▸ **What this task involves**
Print the line that contains "Look at the photo above. For each instance of the bird's" and every line after it through the last line of the records below, exactly as written and nothing else.

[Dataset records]
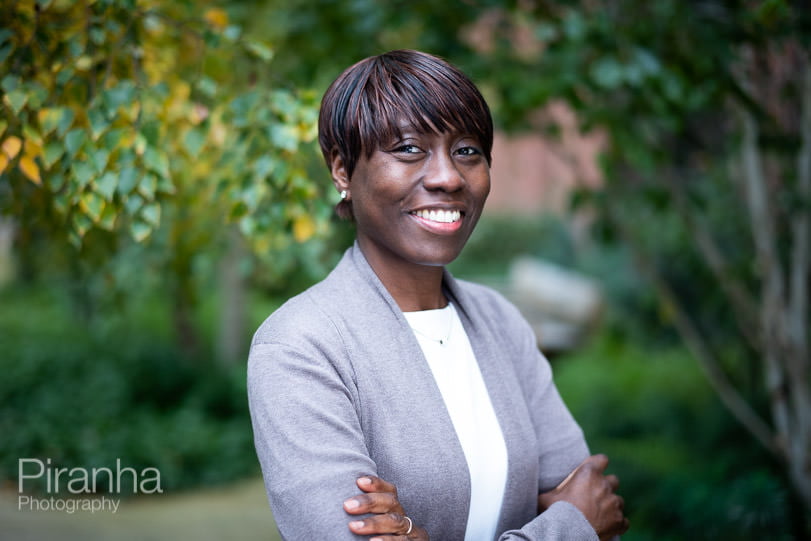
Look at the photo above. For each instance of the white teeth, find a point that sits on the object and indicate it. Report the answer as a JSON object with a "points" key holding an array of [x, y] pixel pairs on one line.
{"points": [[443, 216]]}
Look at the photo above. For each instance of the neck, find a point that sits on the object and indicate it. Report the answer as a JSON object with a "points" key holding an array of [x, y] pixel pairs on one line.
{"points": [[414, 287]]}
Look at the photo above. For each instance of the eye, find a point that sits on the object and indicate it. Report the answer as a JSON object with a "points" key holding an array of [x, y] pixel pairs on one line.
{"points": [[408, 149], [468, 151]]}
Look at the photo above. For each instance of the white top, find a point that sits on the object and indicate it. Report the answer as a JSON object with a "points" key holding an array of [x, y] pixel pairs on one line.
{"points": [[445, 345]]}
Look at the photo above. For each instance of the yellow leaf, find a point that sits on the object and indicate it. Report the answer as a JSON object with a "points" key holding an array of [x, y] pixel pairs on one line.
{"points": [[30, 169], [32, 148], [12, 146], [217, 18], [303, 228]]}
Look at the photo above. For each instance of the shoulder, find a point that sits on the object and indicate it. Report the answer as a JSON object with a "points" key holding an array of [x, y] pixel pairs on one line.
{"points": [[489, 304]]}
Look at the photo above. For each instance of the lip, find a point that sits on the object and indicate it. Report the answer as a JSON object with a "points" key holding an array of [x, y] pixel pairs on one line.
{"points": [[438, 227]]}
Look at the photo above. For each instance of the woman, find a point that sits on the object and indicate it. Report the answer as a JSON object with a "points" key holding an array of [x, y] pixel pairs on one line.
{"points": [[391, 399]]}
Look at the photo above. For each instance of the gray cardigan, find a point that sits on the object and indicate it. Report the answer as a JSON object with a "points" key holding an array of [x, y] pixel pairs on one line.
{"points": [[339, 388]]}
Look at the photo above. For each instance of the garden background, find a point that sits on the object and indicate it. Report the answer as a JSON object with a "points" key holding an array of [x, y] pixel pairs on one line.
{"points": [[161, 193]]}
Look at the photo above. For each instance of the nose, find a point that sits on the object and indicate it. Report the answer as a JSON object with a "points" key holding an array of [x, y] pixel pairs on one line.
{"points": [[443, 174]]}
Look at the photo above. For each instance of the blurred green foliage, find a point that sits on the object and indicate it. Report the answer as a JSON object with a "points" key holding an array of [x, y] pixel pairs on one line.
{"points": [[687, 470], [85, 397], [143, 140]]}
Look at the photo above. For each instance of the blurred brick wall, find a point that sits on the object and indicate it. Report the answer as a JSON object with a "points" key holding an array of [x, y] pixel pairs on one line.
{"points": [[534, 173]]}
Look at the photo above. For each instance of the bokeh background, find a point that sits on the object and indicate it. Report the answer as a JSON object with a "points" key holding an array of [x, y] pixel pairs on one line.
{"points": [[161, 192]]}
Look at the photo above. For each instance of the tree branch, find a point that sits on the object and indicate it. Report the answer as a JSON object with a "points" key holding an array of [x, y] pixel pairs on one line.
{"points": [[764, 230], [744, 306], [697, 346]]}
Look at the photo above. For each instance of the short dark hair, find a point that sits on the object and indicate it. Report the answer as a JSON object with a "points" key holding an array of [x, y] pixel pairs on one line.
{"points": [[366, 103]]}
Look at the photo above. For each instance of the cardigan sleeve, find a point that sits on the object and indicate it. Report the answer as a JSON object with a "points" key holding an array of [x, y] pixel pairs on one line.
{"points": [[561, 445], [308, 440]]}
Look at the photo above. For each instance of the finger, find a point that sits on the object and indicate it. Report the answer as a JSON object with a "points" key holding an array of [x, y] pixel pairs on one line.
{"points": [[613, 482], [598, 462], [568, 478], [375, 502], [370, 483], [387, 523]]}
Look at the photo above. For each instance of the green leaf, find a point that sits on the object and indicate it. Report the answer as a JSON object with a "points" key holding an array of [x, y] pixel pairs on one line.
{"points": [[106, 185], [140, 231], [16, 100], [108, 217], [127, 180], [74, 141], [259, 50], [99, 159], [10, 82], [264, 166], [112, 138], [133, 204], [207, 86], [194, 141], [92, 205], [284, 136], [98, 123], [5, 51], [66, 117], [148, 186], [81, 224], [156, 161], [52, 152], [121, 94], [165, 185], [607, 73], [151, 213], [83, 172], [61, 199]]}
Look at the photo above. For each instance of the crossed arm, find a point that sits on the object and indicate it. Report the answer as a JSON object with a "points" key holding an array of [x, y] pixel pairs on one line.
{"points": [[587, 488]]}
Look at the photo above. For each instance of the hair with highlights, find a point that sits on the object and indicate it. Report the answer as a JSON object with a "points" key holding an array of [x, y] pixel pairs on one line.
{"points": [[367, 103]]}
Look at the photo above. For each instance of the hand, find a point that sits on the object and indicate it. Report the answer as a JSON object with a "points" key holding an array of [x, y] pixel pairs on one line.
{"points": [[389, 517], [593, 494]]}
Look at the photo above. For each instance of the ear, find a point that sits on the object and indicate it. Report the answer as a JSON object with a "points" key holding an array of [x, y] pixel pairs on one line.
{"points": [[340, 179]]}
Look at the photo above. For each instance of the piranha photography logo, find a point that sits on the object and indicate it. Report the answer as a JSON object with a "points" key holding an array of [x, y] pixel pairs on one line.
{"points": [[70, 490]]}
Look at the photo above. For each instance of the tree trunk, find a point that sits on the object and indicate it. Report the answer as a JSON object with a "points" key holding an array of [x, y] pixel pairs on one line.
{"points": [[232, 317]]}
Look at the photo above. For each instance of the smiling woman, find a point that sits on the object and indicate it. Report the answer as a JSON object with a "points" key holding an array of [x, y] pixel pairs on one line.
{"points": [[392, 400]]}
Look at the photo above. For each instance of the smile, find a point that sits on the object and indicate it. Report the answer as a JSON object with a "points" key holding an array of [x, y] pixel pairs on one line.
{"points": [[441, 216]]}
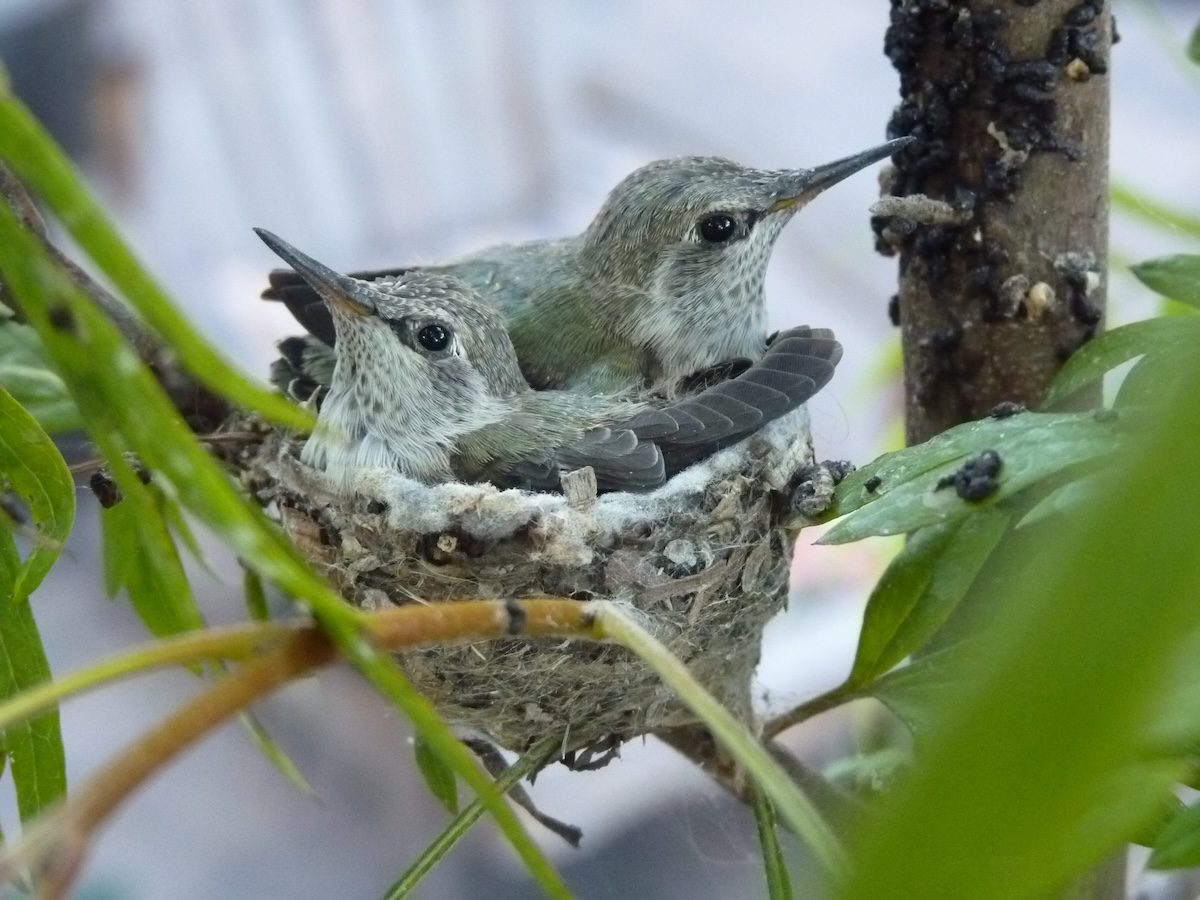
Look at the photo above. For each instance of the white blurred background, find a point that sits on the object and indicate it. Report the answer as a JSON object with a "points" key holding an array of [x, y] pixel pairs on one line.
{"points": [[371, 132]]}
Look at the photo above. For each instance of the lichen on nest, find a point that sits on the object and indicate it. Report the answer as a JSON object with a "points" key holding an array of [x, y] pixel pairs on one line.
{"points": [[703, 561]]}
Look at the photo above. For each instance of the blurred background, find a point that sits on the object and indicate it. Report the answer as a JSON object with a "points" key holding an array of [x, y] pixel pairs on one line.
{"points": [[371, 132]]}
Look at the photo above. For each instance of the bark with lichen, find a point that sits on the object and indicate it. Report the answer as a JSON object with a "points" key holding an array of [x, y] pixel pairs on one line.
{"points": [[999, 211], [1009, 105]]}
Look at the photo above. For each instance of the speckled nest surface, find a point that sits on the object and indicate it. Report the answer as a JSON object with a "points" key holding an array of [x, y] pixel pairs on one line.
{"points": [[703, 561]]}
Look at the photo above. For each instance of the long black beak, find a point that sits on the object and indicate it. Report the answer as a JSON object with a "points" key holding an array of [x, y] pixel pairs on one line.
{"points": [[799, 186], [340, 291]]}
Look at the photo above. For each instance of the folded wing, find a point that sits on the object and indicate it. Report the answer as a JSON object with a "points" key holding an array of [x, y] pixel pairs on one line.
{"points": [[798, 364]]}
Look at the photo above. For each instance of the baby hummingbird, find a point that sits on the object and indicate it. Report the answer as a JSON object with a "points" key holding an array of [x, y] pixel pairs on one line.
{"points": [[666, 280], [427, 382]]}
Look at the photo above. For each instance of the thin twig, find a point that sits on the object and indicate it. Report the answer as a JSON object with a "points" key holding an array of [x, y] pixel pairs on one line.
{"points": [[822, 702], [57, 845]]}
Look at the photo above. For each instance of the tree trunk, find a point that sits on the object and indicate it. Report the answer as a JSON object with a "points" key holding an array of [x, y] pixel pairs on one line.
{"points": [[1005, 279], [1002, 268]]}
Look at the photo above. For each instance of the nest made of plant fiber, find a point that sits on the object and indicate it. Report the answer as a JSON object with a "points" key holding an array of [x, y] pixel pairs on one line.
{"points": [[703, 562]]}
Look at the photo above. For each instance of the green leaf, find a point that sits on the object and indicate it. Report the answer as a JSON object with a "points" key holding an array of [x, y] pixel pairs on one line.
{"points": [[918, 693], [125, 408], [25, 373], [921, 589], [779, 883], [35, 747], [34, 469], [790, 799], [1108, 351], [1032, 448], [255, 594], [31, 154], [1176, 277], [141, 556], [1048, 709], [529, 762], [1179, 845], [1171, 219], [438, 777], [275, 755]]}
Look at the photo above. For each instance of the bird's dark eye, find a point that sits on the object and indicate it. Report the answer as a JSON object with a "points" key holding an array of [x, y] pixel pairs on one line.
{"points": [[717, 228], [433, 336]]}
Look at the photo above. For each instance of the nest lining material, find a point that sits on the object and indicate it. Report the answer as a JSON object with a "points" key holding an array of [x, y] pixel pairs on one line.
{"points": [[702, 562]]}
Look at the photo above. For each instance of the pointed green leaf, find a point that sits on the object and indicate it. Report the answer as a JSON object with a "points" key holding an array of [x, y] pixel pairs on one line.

▸ **Written response**
Look at the photo above. For each instance of the bird's dark eye, find a point that sits on the object and indicate it. Report the answer as a JSON object with a "points" key holding an array of [x, y] pixel pairs on one line.
{"points": [[717, 228], [433, 336]]}
Look at the photo above. For each instance of the nest lining material, find a point that sits on the object and indicate it. Report the answer as a JSON object with a "points" key holding an array of [x, y] pixel pairs on one line.
{"points": [[702, 562]]}
Look at the photo above. For each instance of the pointed green leaf, find a point that sits on the object and indicate it. Report the answer as a JSON object with a "points" key holding an array of [x, y] pixel pairs on one line.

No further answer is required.